• [Set exercise]:
Pull out each line in the entries below that contains the string "dark" and copy it in full.

• [Dataset excerpts]:
▼▼▼

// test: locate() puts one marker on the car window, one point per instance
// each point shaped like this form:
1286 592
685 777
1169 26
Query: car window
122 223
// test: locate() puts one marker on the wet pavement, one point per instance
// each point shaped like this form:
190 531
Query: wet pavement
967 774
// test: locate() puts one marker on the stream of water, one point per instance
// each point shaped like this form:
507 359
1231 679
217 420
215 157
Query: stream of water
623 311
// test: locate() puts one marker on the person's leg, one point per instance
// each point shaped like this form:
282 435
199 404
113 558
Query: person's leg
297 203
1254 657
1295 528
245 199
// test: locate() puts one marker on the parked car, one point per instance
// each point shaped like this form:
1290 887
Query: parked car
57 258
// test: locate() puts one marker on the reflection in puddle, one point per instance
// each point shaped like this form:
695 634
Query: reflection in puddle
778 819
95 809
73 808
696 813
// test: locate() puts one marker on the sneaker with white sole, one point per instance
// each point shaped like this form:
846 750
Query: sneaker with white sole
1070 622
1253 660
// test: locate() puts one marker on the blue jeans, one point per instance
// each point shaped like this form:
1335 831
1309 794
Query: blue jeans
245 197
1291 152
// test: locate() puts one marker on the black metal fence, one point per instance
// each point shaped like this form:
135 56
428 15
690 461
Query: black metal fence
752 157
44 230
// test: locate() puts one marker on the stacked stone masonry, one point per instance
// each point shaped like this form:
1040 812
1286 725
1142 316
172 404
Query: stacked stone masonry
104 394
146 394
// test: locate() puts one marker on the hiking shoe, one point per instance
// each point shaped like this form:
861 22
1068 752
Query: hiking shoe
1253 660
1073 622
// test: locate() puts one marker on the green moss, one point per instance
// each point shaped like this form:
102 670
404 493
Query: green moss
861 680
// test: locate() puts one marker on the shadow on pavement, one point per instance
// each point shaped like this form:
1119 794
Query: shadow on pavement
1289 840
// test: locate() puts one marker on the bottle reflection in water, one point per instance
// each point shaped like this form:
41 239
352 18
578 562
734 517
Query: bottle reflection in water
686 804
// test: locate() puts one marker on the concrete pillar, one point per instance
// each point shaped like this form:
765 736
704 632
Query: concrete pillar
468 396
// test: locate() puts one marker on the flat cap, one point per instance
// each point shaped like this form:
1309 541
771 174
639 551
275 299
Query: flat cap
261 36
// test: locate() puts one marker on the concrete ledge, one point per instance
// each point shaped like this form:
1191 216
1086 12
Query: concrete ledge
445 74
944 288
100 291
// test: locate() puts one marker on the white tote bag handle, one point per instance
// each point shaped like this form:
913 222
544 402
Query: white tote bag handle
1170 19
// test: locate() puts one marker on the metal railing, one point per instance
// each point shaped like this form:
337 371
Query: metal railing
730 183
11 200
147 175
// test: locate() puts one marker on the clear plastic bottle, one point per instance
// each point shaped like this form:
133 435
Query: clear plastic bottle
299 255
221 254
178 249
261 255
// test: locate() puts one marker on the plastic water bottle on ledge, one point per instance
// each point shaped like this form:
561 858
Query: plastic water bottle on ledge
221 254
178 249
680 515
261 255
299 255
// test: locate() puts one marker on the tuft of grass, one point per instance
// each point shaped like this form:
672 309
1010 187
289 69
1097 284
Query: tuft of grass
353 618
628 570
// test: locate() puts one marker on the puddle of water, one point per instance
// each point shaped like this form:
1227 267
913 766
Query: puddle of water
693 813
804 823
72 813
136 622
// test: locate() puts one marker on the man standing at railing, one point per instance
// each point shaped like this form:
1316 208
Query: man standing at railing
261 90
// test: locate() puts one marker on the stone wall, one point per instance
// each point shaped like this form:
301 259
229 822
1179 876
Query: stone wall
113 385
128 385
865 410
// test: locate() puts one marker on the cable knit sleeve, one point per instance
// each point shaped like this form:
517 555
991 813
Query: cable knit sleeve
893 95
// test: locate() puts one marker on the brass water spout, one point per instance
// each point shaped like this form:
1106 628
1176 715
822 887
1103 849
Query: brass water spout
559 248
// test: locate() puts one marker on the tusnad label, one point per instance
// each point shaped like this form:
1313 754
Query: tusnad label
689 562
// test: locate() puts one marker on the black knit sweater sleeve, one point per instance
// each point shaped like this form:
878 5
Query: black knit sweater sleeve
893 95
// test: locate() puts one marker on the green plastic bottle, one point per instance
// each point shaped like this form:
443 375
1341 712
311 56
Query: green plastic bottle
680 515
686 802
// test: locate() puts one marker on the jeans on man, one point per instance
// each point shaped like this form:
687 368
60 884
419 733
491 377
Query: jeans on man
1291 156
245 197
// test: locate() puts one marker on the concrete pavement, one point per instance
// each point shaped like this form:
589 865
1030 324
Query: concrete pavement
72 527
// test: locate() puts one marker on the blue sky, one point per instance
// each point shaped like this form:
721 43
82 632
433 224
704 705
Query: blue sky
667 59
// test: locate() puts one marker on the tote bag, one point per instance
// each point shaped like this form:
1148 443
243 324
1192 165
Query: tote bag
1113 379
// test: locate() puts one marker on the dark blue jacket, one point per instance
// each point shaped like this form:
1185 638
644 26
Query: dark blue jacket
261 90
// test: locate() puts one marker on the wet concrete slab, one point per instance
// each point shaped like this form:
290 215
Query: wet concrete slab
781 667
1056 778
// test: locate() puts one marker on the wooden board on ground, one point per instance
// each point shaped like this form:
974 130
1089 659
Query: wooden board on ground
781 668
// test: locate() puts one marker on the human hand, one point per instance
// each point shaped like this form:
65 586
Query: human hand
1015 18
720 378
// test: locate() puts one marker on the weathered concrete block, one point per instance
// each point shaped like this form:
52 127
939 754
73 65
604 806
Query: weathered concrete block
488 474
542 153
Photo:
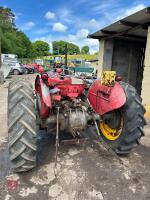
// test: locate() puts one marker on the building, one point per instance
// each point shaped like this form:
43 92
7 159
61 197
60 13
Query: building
125 48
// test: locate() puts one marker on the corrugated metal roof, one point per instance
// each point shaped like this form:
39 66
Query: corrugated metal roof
134 26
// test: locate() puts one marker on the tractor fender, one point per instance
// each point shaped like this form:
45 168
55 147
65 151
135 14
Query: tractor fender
104 99
43 90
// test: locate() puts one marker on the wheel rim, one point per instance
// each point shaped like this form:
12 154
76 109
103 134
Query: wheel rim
16 72
112 133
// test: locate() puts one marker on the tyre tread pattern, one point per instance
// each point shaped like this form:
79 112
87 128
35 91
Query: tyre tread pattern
21 126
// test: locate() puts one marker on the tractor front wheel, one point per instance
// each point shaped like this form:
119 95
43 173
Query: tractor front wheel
123 128
21 126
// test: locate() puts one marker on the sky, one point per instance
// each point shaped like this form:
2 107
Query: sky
69 20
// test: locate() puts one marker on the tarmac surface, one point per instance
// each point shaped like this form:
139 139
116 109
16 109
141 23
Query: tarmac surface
84 172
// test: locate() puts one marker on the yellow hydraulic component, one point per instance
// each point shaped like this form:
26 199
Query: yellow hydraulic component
108 78
109 133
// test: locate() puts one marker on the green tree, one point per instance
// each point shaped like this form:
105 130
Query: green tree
12 40
85 50
40 48
59 47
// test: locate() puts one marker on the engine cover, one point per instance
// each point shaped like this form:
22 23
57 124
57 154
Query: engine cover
104 99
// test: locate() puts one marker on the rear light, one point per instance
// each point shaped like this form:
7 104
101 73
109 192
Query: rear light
118 78
44 76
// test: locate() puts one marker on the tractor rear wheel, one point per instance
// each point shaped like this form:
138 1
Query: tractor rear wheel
21 126
123 128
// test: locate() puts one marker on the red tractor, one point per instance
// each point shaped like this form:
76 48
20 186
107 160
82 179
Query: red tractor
62 104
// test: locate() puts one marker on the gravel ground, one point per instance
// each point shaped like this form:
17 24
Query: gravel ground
84 172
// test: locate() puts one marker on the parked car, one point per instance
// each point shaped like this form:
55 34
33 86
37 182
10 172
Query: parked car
11 60
15 67
28 69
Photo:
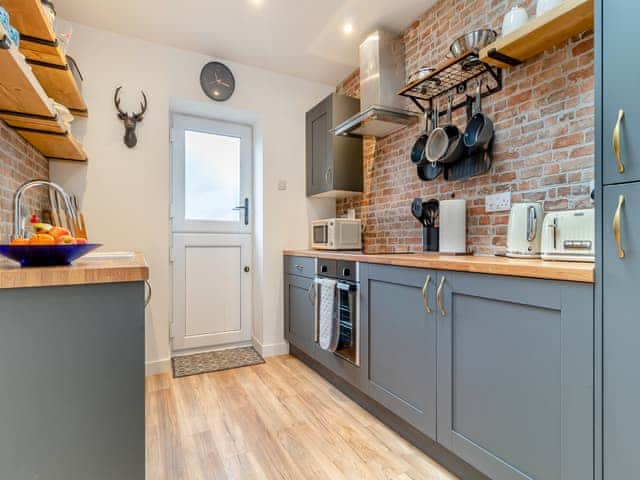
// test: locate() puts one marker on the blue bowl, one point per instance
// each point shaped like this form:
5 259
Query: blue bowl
46 255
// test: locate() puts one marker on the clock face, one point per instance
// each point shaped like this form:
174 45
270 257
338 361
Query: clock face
217 81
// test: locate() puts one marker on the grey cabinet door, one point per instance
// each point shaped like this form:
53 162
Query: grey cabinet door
515 376
620 75
401 347
621 334
319 147
300 312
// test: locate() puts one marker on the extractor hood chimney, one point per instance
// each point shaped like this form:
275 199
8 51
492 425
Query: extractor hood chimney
382 75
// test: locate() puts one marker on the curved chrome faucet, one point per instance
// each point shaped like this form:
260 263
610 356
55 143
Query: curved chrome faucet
18 229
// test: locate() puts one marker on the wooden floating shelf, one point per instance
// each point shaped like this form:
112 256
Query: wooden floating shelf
568 19
25 106
40 46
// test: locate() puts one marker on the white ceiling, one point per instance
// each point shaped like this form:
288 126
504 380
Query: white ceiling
304 38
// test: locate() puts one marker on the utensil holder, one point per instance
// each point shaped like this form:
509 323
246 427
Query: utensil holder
430 239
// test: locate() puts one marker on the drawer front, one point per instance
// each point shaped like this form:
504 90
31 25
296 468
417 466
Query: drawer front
302 266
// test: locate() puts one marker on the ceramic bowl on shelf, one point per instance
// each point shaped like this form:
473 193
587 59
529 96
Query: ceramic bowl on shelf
514 19
46 255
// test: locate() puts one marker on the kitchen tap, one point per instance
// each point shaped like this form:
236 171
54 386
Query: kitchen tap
18 228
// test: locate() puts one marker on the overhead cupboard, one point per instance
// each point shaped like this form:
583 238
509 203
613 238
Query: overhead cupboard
497 370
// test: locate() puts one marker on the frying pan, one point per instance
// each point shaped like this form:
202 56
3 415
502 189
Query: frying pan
417 152
445 143
479 131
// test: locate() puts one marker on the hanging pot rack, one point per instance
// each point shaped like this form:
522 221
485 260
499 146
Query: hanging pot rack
452 78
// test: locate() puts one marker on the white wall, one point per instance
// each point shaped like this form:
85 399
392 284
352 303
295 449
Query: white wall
125 193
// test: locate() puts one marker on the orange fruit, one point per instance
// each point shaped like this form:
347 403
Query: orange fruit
42 239
57 232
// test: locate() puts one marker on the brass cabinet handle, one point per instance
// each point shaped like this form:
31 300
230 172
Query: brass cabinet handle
616 226
147 300
443 312
309 291
425 300
616 141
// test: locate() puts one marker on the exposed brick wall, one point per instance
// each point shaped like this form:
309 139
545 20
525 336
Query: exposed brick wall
19 162
544 145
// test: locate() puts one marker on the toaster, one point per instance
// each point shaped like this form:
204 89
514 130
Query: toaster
569 235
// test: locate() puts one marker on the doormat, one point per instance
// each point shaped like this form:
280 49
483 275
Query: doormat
215 361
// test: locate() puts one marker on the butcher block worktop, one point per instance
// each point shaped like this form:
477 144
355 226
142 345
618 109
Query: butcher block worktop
532 268
83 272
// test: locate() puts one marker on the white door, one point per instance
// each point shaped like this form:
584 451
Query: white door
211 217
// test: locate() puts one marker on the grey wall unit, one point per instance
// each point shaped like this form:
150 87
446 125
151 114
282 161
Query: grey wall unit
515 376
72 382
401 346
621 286
619 24
334 164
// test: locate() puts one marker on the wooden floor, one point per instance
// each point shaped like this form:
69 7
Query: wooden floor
278 420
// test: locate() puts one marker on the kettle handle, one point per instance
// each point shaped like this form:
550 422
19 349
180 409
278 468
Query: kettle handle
532 223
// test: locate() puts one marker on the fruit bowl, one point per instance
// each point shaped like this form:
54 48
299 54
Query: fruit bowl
46 255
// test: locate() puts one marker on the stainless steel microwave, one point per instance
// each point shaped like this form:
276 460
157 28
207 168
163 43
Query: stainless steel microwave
336 234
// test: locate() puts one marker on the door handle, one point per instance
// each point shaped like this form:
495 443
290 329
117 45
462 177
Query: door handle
425 300
328 177
147 300
309 292
616 141
616 227
244 207
443 312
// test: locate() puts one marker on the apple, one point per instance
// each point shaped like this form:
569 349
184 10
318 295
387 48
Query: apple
57 232
41 228
42 239
65 240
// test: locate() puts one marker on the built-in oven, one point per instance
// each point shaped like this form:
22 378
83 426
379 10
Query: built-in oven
347 306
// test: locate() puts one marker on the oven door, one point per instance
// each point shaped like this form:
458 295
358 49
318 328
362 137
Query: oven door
349 320
320 234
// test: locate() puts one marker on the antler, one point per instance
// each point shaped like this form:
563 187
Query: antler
116 100
143 106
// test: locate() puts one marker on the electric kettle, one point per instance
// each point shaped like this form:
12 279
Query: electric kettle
525 230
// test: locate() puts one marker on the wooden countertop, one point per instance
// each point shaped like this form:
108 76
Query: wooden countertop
83 272
532 268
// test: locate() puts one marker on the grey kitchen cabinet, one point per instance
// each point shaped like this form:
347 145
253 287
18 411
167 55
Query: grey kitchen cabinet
621 332
515 375
334 164
401 346
72 395
619 78
300 312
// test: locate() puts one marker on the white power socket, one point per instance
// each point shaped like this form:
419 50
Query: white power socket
498 202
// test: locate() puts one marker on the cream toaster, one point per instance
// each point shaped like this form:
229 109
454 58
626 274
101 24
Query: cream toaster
569 236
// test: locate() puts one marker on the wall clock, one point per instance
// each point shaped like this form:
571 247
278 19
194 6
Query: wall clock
217 81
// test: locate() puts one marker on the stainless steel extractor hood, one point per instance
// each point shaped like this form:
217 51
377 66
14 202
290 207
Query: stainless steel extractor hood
382 75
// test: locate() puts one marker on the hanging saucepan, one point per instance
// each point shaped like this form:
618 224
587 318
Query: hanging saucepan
479 132
445 143
417 152
430 170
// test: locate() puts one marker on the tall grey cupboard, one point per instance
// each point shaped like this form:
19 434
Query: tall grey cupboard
618 254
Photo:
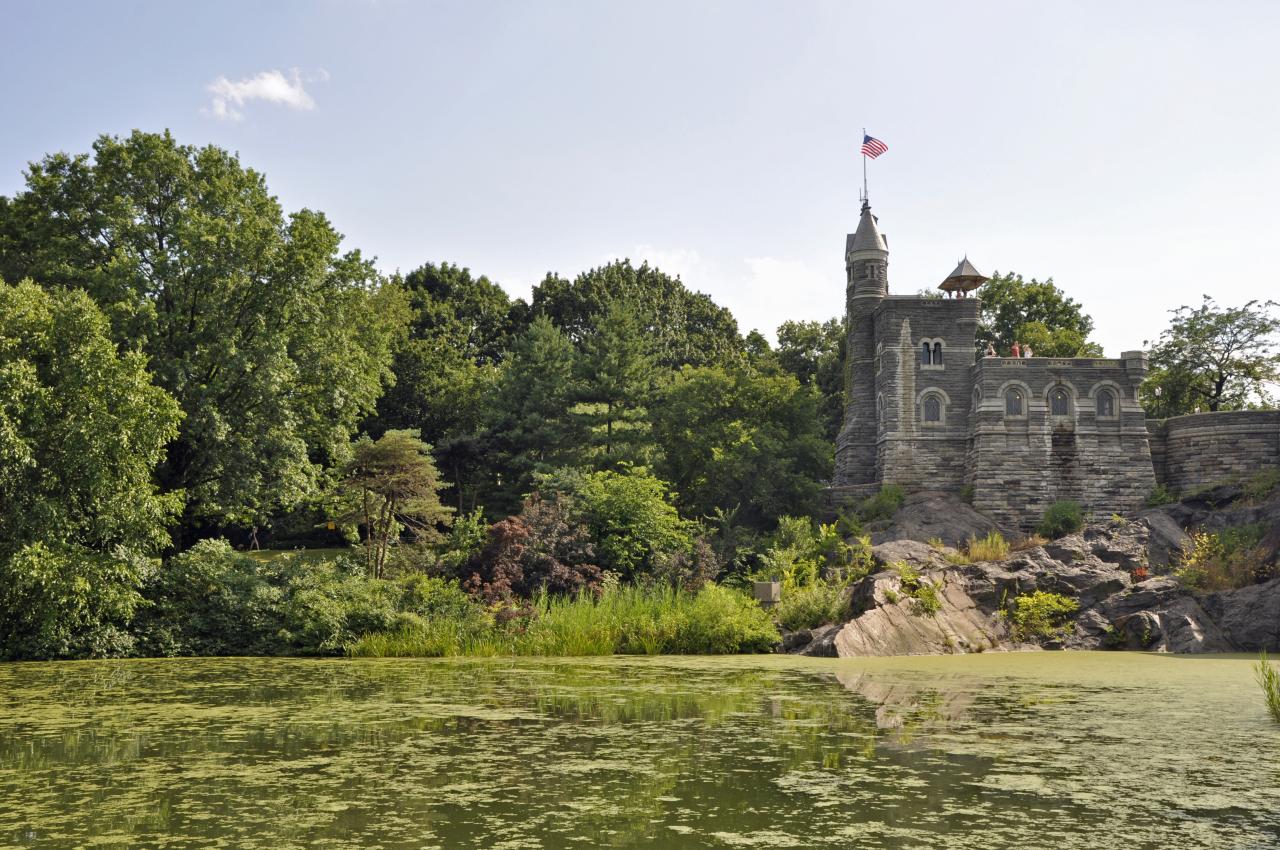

▲▲▲

• [Answer in full]:
// test: locate() puts one marker on the dark blue jacket, one point per instance
Query: dark blue jacket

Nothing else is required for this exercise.